### What is being asked:
Reproduce each of the items below word for word, leaving out the pictures.

==============================

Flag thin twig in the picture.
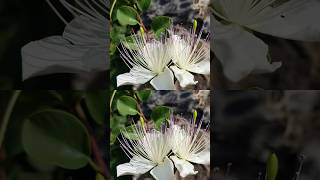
[0,90,21,149]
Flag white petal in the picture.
[188,148,210,165]
[150,157,174,180]
[117,67,154,87]
[170,156,198,178]
[117,157,154,177]
[150,67,176,90]
[248,0,320,41]
[170,66,198,88]
[21,36,89,80]
[211,15,281,81]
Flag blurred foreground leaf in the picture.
[22,109,91,169]
[266,153,279,180]
[85,91,108,125]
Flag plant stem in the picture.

==============================

### Output for this exercise:
Flag thin twig in the picture.
[0,90,21,149]
Flag white petal in the picture.
[188,148,210,165]
[150,157,174,180]
[117,67,154,87]
[170,156,198,178]
[117,157,154,177]
[150,67,176,90]
[248,0,320,41]
[170,66,198,88]
[21,36,89,80]
[211,15,281,81]
Flag blurred foreground leaf in the picture.
[22,109,91,169]
[266,153,279,180]
[85,91,108,125]
Flag plant stem in the picture.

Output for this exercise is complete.